══ Recorded data

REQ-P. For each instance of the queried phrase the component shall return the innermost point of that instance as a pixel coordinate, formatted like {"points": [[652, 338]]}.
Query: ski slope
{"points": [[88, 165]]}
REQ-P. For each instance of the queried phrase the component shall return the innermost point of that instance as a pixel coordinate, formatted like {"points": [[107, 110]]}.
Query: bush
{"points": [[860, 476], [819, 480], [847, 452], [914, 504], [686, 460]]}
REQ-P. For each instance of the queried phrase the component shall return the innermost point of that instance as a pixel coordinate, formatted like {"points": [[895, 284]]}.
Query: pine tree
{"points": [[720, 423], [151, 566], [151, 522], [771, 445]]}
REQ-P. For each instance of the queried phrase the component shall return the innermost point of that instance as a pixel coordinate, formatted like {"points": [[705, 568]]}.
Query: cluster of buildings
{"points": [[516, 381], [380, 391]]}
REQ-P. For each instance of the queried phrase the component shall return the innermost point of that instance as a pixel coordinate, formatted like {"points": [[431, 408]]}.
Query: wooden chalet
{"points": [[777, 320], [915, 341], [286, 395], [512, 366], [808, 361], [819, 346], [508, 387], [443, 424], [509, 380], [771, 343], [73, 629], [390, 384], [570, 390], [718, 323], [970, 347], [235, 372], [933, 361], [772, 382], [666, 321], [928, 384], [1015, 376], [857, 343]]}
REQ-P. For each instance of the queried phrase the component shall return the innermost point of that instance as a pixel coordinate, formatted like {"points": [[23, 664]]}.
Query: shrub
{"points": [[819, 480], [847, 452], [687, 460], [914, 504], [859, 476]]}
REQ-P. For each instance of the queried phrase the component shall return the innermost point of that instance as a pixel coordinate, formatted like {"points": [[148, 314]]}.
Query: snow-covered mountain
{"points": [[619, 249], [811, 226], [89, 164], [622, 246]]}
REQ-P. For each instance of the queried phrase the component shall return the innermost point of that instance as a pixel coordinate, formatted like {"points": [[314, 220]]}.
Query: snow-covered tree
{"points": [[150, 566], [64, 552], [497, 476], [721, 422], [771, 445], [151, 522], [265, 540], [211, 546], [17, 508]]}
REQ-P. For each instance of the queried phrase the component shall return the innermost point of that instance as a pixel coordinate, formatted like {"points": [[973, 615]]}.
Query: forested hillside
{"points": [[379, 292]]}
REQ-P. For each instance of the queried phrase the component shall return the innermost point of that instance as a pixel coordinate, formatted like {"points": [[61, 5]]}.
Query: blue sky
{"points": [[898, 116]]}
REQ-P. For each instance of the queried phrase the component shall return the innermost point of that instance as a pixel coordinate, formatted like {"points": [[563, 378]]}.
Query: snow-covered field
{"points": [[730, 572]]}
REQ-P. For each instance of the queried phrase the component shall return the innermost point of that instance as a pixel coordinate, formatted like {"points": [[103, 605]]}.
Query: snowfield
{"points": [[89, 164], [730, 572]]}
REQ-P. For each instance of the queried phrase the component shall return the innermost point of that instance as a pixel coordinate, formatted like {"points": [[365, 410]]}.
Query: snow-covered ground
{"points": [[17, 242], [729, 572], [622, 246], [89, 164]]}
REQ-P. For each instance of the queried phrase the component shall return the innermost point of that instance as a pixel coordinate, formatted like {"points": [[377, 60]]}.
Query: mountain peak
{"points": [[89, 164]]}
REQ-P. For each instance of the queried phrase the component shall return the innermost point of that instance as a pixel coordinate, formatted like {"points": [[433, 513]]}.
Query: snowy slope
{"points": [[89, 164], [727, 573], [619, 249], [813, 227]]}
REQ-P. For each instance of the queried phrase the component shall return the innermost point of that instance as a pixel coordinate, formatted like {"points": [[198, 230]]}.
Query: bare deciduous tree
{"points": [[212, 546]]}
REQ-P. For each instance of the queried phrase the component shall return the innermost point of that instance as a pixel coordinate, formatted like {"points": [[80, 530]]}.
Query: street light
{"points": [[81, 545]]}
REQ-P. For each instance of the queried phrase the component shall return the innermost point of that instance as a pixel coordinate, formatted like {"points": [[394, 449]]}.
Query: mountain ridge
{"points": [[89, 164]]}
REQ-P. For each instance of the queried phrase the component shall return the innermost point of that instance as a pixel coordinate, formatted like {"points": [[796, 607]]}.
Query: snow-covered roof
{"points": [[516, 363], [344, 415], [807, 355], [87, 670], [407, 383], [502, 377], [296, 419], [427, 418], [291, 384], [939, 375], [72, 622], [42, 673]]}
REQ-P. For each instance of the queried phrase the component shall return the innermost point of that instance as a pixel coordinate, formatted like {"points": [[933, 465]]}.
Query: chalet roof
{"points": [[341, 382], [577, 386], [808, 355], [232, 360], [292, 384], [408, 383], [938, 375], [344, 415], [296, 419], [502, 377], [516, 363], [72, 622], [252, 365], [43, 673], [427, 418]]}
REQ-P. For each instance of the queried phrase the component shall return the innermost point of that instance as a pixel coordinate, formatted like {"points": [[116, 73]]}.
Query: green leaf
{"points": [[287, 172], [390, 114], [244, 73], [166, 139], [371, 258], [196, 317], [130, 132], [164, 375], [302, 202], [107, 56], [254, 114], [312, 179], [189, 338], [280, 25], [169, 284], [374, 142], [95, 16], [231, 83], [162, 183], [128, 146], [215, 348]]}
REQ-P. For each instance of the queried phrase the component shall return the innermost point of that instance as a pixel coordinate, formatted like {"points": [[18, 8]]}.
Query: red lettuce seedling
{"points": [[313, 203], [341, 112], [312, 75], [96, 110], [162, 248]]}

════

■ **Your objective**
Recopy all the lines exactly as they appear.

■ **Exercise output**
REQ-P. For each instance of the queried phrase the component shall return the innermost point of that instance as a pixel coordinate, formatted like {"points": [[652, 338]]}.
Query: ski slope
{"points": [[88, 165]]}
REQ-P. For each instance of the queried phrase the component shall return the innermost point of that instance as a pixel coordinate, formatted like {"points": [[107, 110]]}.
Query: bush
{"points": [[860, 476], [819, 480], [847, 452], [914, 504], [686, 460]]}
REQ-P. For each instance of the queried phrase the component shall return the innermost point of that instance as a pixel coordinate, formatted like {"points": [[895, 284]]}.
Query: pine tree
{"points": [[720, 423], [151, 566], [151, 522], [771, 445]]}
REQ-P. For each instance of the queried phrase the component shall return the innermost point of that instance as a pixel coordinate, formatted like {"points": [[705, 568]]}.
Query: cluster of buildings
{"points": [[516, 381], [380, 391]]}
REQ-P. For each instance of the queried phrase the component shall return the innermost point of that instance as a pixel coordinate, formatted like {"points": [[431, 408]]}.
Query: wooden chalet
{"points": [[777, 320], [915, 341], [286, 395], [512, 366], [808, 361], [819, 346], [508, 387], [443, 424], [509, 380], [771, 343], [73, 629], [390, 384], [570, 390], [718, 323], [970, 347], [235, 372], [933, 361], [772, 382], [666, 321], [928, 384], [1015, 376], [857, 343]]}
REQ-P. For each instance of the queried phrase the component shall return the innermost point of that instance as a pixel coordinate, formatted like {"points": [[23, 664]]}.
Query: shrub
{"points": [[819, 480], [847, 452], [687, 460], [914, 504], [859, 476]]}
REQ-P. For each instance of the queried phrase the component shall return the innermost point of that instance as a pixel coordinate, formatted like {"points": [[148, 314]]}.
Query: snow-covered mountain
{"points": [[619, 249], [811, 226], [89, 164], [622, 246]]}
REQ-P. For each instance of the queried phrase the component shall return the innermost point of that instance as a pixel coordinate, formatted like {"points": [[314, 220]]}.
Query: snow-covered tree
{"points": [[150, 566], [64, 552], [497, 476], [721, 422], [771, 445], [151, 522], [265, 540], [211, 546], [17, 508]]}
REQ-P. For each instance of the queried phrase the component shall return the innermost point of that instance as a pixel coordinate, formatted like {"points": [[973, 615]]}.
Query: forested hillside
{"points": [[379, 292]]}
REQ-P. For each instance of the queried phrase the component shall return the innermost point of that instance as a pixel coordinate, formatted like {"points": [[61, 5]]}.
Query: blue sky
{"points": [[898, 116]]}
REQ-P. For each instance of the queried phrase the component shall return the innermost point of that instance as a pixel coordinate, formatted like {"points": [[563, 378]]}.
Query: snow-covered field
{"points": [[730, 572]]}
REQ-P. For each instance of the queried phrase the component shall return the innermost point of that instance as a pixel coordinate, formatted like {"points": [[103, 605]]}.
Query: snowfield
{"points": [[89, 164], [730, 572]]}
REQ-P. For each instance of the queried phrase the component shall return the innermost point of that instance as a pixel coordinate, formatted like {"points": [[365, 410]]}.
Query: snow-covered ground
{"points": [[17, 242], [729, 572], [622, 246], [89, 164]]}
REQ-P. For each instance of the queried phrase the component shall return the innermost point of that instance as a pixel coordinate, formatted like {"points": [[377, 60]]}.
Query: mountain peak
{"points": [[89, 164]]}
REQ-P. For each instance of the queried phrase the component shall return the innermost point of that instance as a pixel coordinate, formatted like {"points": [[433, 513]]}.
Query: snowy slope
{"points": [[89, 164], [727, 573], [619, 249], [813, 227]]}
REQ-P. For each instance of the queried phrase the component shall return the innermost point of that instance as a pixel coordinate, formatted like {"points": [[198, 230]]}.
Query: bare deciduous tree
{"points": [[212, 546]]}
REQ-P. For each instance of the queried phrase the component shall return the innermost point of that instance as a pixel coordinate, formatted like {"points": [[80, 530]]}.
Query: street light
{"points": [[81, 545]]}
REQ-P. For each instance of the queried phrase the component shall return the innermost point of that instance as a pixel coordinate, formatted like {"points": [[394, 449]]}.
Query: mountain ridge
{"points": [[89, 164]]}
REQ-P. For each instance of the queried phrase the component shall return the innermost point of that instance as a pixel coordinate, formatted like {"points": [[796, 607]]}.
Query: snow-covered roof
{"points": [[516, 363], [344, 415], [807, 355], [87, 670], [407, 383], [502, 377], [296, 419], [427, 418], [291, 384], [939, 375], [72, 622], [42, 673]]}
REQ-P. For each instance of the queried phrase the component shall return the innermost point of that instance as a pixel coordinate, formatted like {"points": [[933, 465]]}.
Query: chalet roof
{"points": [[341, 382], [577, 386], [808, 355], [232, 360], [292, 384], [408, 383], [938, 375], [344, 415], [296, 419], [502, 377], [516, 363], [72, 622], [252, 365], [43, 673], [427, 418]]}
REQ-P. For each instance of the queried phrase the component shall return the innermost point of that instance as a pixel coordinate, formatted like {"points": [[116, 73]]}.
Query: green leaf
{"points": [[287, 172], [390, 114], [244, 73], [166, 139], [371, 258], [196, 317], [130, 132], [164, 375], [302, 202], [107, 56], [254, 114], [312, 179], [189, 338], [280, 25], [169, 284], [374, 142], [95, 16], [231, 83], [162, 183], [128, 146], [215, 348]]}
REQ-P. For each instance of the queried phrase the component shall return the innermost point of that instance as a pixel coordinate, formatted like {"points": [[18, 8]]}.
Query: red lettuce seedling
{"points": [[313, 203], [341, 112], [312, 75], [96, 110], [162, 248]]}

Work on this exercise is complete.